Crash And The Bandicoots are a young gang from Bath in that uniquely all-powerful, heady, and optimistic first flush of success. There are four of them (one’s a girl, yesssss! Sorry, but I think we all picked up on that) and they do a great line in danceable indie à la Talking Heads / Darwin Deez / Fight Like Apes. They’ve got bags of energy live (of course) but also a genuine sense of fun, excitement, and I think I got a taste of a restless musical inventiveness that should hopefully see them progress a lot further, if they can balance the hours of slog on the road against the music making they obviously enjoy so much. Good luck to em.

Damon Albarn is one of my main inspirations precisely because that irreverent musical flame – some would say compulsive silliness, but they can have a tenner – has burnt so brightly througout his whole career, from Leisure on (the sped-up organ outro on ‘Sunday Sunday’ a fave of mine since my C60 days in Joe Allen’s parents’ practice / living room.. hard to replicate on a Boss guitar multi-FX but worth trying.)

His newest project (an ENO co-production for the London 2012 Cultural Olympiad) is a ‘folk opera’ with Rufus Noris based on the life of Elizabethan mathematician / occultist / astronomer / astrologist / general polymath John Dee (1527–1608.) Dee’s story is compelling enough – in and out of favour with the despotic, capricious Good Queen Bess, sporadically broke, possibly borderline insane – but since most of the libretto is written in the first person, and it’s on record that Albarn’s approach to the subject was personal rather than historiographical I found myself musing on the parallels between Dee’s life and Damon’s own. Given the recent revelations surrounding previous heroin use in Blur Heights during his least productive years, a fall-from-grace narrative certainly fits. Thinking that lot over during ‘The Virgin Queen’ (one of the most poignant songs in the work, an sonorous royal anthem / lament) brought a bit of a lump to my throat. Okay, I was thinking about my ex at the same time.

Fair enough, you might say, but does this work represent a genuinely interesting and innovative step forward for English music, or just an expensively-assembled canvas (featuring several niche instrumentalists including kora virtuoso Madou Diabate as well as an incredible male mezzo-soprano / countertenor who I sadly can’t credit) for Albarn’s impish whims?

Requirement A:
According to the music review, which city is the band Crash And The Bandicoots from?
Requirement B:
Carry on the music review from the end of its final question about Albarn's opera.
The rows that come after the music review are separate material with no connection to it.

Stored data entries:

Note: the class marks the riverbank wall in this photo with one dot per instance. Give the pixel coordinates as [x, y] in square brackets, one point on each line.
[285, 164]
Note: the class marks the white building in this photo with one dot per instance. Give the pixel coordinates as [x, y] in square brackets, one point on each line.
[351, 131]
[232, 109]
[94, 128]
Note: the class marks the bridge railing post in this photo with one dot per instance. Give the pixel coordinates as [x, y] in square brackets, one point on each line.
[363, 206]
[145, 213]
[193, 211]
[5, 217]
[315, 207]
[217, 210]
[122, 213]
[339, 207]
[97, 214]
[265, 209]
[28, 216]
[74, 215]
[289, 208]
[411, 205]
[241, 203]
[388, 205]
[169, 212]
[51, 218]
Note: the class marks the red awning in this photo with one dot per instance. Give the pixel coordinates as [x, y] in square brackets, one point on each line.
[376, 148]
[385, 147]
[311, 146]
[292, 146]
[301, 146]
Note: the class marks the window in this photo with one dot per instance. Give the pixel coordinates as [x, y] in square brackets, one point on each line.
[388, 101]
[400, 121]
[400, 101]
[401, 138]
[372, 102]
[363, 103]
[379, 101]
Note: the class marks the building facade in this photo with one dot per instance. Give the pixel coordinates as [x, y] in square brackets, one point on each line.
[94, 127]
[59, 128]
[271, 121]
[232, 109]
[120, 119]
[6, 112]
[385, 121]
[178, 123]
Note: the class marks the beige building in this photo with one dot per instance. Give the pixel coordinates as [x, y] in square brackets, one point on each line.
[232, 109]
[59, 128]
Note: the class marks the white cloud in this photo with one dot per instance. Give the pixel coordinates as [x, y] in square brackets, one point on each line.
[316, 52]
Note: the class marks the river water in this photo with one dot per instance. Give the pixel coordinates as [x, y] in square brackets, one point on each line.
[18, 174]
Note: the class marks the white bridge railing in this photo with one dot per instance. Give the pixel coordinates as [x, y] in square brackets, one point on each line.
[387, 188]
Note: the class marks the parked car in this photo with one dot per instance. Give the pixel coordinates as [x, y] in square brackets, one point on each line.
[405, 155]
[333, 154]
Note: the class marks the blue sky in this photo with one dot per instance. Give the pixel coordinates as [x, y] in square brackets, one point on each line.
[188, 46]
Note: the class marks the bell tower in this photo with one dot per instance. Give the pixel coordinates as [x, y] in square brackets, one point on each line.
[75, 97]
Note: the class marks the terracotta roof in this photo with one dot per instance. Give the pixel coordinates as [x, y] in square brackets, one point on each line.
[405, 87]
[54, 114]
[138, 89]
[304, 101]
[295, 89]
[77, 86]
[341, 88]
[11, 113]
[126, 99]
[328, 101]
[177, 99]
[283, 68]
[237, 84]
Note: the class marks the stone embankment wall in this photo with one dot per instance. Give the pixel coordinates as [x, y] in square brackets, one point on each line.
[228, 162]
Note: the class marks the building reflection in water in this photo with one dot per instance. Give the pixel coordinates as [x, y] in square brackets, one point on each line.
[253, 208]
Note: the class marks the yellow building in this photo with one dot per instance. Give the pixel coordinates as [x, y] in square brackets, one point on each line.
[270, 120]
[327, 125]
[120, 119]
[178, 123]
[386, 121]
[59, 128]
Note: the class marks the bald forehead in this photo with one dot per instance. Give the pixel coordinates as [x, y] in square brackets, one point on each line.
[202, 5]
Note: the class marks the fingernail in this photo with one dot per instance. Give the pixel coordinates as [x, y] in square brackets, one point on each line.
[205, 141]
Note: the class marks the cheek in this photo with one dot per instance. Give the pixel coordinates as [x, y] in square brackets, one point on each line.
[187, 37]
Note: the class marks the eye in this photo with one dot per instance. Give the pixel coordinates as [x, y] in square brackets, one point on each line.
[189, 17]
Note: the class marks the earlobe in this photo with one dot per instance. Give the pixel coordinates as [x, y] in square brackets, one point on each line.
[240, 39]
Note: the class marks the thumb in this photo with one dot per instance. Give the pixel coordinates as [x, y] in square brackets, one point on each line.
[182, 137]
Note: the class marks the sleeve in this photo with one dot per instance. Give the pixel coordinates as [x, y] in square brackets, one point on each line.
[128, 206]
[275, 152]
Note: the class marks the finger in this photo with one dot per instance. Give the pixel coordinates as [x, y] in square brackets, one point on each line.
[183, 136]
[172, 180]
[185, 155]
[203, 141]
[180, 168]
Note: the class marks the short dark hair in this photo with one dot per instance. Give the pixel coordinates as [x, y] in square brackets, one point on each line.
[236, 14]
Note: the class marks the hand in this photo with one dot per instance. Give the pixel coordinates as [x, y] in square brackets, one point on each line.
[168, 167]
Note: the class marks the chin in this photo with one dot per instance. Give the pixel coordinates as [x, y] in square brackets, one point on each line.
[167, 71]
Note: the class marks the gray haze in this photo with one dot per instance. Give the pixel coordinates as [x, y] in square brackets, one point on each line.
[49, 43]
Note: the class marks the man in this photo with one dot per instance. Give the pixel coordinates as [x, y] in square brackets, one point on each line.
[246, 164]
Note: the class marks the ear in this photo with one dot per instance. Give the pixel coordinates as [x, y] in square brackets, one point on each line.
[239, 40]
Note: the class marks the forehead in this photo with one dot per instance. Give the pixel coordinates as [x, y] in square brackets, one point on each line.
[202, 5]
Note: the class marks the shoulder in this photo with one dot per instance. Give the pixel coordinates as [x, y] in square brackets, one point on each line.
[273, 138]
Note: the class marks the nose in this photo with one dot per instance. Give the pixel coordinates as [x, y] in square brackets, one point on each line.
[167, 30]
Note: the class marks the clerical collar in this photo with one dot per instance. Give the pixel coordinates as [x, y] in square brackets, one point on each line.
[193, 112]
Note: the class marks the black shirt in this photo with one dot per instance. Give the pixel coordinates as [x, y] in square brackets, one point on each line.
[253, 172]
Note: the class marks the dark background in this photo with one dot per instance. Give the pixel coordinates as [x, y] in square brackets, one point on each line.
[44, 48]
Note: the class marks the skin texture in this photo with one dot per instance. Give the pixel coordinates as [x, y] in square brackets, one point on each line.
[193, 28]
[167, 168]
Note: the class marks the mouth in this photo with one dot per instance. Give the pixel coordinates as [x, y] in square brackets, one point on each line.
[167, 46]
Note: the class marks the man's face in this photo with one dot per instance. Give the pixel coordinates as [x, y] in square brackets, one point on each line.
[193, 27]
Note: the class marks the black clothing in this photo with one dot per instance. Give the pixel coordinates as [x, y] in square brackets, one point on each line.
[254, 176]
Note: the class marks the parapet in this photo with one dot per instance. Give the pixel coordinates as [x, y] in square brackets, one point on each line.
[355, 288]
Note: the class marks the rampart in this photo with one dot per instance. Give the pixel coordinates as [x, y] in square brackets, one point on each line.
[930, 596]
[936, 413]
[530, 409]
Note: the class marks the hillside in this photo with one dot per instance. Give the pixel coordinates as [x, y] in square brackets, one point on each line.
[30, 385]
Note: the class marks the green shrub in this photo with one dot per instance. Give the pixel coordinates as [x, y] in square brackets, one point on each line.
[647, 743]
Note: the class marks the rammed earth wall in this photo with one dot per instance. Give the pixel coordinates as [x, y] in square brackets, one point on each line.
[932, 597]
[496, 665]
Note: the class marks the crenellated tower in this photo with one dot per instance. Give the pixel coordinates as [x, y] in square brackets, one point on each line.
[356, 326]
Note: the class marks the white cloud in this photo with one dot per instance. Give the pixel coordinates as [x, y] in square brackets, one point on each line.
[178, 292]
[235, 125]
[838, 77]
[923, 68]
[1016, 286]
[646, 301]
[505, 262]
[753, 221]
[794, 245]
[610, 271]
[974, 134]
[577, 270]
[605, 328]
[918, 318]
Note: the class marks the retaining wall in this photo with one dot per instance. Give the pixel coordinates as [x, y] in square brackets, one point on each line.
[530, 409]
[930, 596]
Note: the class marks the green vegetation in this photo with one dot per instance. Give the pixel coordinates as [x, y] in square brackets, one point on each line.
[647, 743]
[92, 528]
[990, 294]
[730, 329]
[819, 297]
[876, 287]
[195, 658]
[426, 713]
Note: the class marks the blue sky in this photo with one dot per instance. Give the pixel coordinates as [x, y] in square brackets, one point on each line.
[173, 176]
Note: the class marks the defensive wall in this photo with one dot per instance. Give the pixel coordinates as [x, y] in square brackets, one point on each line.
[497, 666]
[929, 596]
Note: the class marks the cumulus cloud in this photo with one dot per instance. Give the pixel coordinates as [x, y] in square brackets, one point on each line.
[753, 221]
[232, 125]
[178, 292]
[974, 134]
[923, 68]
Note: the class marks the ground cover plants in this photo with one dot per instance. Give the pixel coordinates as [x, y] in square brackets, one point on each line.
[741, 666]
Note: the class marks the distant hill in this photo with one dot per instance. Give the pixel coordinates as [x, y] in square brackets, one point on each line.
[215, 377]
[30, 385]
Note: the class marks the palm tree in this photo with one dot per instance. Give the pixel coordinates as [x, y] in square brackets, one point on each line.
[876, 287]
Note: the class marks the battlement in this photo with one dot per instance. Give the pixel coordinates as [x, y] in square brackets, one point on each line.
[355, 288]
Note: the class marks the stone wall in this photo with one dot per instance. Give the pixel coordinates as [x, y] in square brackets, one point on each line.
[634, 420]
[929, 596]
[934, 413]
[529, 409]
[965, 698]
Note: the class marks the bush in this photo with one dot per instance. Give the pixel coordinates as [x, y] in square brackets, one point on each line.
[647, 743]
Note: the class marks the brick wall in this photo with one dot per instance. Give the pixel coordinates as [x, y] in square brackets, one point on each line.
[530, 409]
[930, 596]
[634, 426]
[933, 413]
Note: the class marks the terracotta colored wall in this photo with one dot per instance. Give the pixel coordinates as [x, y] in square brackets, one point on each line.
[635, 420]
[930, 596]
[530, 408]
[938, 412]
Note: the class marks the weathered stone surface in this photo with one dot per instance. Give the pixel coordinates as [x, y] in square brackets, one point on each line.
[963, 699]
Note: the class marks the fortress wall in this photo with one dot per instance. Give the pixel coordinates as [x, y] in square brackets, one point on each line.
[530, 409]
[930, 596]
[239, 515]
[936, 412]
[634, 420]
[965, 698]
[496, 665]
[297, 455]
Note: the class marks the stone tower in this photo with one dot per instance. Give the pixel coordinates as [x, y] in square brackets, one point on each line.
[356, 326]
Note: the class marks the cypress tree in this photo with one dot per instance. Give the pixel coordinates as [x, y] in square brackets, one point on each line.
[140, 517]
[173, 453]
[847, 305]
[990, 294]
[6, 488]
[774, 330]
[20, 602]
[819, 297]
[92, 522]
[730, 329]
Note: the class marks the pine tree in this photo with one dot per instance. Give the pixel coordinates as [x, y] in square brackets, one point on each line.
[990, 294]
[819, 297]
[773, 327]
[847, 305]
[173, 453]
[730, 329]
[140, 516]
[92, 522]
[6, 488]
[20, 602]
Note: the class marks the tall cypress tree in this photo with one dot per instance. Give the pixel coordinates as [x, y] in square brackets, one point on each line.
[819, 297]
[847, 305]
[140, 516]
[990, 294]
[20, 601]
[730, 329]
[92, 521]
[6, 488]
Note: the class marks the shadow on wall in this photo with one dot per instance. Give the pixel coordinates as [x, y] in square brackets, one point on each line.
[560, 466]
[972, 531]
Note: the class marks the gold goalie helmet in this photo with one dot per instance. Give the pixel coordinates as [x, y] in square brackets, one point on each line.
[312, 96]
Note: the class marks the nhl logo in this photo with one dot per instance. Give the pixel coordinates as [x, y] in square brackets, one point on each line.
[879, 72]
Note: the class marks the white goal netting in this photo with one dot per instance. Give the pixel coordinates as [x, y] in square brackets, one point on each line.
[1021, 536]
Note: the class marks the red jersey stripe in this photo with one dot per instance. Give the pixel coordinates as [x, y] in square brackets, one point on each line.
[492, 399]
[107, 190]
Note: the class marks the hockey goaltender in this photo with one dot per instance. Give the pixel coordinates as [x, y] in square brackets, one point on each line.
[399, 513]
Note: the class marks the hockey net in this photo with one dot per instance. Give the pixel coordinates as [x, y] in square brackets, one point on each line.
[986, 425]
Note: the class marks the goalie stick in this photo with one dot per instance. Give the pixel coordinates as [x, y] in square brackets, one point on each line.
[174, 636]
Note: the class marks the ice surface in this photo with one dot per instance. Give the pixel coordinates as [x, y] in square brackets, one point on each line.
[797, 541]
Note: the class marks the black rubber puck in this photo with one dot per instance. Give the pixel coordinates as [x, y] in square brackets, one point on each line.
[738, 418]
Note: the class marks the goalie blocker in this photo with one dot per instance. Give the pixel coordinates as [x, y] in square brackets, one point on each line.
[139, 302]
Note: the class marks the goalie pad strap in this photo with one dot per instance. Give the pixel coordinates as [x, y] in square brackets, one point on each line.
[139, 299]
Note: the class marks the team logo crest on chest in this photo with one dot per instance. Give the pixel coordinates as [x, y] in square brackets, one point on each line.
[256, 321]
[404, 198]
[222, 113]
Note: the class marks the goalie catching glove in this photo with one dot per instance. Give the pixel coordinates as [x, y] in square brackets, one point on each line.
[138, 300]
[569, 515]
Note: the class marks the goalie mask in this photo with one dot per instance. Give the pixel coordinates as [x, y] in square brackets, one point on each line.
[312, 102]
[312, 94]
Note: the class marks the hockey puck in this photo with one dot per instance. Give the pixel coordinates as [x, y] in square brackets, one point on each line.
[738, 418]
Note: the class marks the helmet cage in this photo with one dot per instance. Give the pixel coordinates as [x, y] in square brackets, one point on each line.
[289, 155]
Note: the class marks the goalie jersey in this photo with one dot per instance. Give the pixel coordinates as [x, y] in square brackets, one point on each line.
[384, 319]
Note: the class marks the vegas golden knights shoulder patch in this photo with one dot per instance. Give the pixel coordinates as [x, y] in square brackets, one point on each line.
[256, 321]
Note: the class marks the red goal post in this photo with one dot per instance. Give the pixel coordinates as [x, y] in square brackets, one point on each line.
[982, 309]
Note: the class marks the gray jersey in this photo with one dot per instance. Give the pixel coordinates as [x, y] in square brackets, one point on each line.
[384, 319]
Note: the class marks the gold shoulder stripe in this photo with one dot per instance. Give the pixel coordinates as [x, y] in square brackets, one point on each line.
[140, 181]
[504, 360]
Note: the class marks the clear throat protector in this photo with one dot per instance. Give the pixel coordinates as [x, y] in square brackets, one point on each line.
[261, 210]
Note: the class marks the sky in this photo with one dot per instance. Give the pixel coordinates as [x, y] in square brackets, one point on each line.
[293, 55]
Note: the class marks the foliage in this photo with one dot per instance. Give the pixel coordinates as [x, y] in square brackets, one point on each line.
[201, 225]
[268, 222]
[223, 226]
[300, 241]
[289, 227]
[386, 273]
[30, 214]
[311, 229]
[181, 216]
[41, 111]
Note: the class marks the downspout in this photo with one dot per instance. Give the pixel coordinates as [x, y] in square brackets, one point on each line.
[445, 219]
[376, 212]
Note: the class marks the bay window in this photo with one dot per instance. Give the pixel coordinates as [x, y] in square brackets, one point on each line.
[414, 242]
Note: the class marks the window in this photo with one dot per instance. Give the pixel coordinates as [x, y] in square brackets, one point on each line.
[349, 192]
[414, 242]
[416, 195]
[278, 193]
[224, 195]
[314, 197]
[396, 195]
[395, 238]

Final answer A:
Bath

Final answer B:
Well. Although the recordings are officially unreleased (7th May through EMI/Parlophone), for me the live experience at least broke new ground. Although it took a while to adjust to the arrangements – some aping period styles, more contemporary, even urban – there are some really strong melodies in there (‘Apple Carts’ another favourite of mine) but some really avant-garde stuff too that Cage might have taken a second look at. There was also a great energy and vitality about the whole ensemble that really brought the music to light, Damon’s dilettantism here harnessed to bring a sense of unbounded adventure to what could easily have been a po-faced musical Olde Tymes-style re-enactment, but is in fact a very fresh and relevant major new work.

Essentially my only complaint stems from jealousy at the great position Damon Albarn finds himself in. And the fucking anarchy at Paddington on the way back when our train slouched in an hour late after the last Tube!

Wouldn’t have missed it for the world.

*Edit – Shuttle busses had been laid on for free by the festival. Having only heard about the tickets the night before (and having then celebrated our luck liquidly and liberally) we were a bit late in a) discovering the shuttlebusses’ existence, and b) in booking them. Hence our local bus / taxi dilemma.